→ **List of tasks**:
1) Answer these questions from the text on music and mental health:
(a) What do many psychologists believe music to be?
(b) Which band is named as an example of music that can make us feel anger or passion?
(c) According to studies, what two things does music promote and facilitate?
2) From the text on music and mental health, return the passage that begins at the words "If you currently" and stops after the words "overall mental health.".

→ **Text section**:

Throughout the years, music is the one thing that has consistently helped me get through times of despair and turmoil. It’s an artistic expression of somebody else through which one can find comfort; possibly through relatability but also because as proven by studies, it is a way to promote and facilitate human contact and the imagination of possibilities.
Although you may not really think twice about chucking some beats on before you zone into your work, music is so powerful because it surrounds us. It intersects our lives from multiple facets and can be profoundly mood regulating by either boosting our energy and excitement levels or calming us down, and in some cases, making us feel anger or passion – cue Metallica.
Why is music so impactful?
Many psychologists believe it to be a vessel that helps us feel the full array of emotions we experience in our lives and studies have shown that music actually has positive impacts on our mental health. Often when I find myself incredibly frustrated and in need of some me time, the most reliable routine I can turn to is listening to music which I know will get me through whatever circumstance I’m in.
If you currently underestimate the impact that music has on your life, I’m here to tell you some scientifically proven causal connections that establish why music is beneficial to your overall mental health.

(Saved entries)
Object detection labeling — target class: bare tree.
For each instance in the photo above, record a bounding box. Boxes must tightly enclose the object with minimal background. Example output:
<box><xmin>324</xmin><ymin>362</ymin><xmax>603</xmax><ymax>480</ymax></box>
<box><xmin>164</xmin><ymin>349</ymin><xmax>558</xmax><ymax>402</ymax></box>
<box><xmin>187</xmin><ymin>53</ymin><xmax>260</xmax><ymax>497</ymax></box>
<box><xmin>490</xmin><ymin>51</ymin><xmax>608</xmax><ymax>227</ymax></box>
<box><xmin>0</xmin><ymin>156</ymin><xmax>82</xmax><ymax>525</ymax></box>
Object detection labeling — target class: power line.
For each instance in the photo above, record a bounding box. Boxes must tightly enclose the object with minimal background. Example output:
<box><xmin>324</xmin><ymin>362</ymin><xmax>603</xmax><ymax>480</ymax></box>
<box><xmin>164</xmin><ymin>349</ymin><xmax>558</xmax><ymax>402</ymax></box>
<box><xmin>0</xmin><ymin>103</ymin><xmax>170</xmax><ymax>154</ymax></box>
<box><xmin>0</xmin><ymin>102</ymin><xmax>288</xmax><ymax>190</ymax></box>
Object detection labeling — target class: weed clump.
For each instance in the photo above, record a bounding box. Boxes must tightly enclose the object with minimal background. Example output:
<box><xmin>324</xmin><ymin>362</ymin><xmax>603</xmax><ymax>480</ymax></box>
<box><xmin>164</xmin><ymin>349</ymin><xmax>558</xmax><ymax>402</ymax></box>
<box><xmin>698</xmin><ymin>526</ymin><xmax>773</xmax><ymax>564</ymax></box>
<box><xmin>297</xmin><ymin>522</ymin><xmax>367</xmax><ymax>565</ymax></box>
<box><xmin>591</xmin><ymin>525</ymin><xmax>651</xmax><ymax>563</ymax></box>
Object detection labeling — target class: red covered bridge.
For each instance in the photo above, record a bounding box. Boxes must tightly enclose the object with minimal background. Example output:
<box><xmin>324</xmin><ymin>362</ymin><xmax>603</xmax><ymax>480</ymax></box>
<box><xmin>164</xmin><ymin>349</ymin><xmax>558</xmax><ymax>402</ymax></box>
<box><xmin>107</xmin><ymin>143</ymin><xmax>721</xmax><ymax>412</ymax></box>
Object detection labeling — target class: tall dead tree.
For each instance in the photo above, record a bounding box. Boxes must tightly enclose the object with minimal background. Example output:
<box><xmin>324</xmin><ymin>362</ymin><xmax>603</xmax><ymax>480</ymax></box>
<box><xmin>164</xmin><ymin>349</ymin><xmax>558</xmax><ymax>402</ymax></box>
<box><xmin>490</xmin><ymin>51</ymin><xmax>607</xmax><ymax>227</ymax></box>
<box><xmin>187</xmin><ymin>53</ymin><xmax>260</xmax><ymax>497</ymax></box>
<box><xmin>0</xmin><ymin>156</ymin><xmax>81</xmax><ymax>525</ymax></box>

→ **Answer list**:
1)
(a) A vessel that helps us feel the full array of emotions we experience in our lives.
(b) Metallica.
(c) Human contact and the imagination of possibilities.

2)
If you currently underestimate the impact that music has on your life, I’m here to tell you some scientifically proven causal connections that establish why music is beneficial to your overall mental health.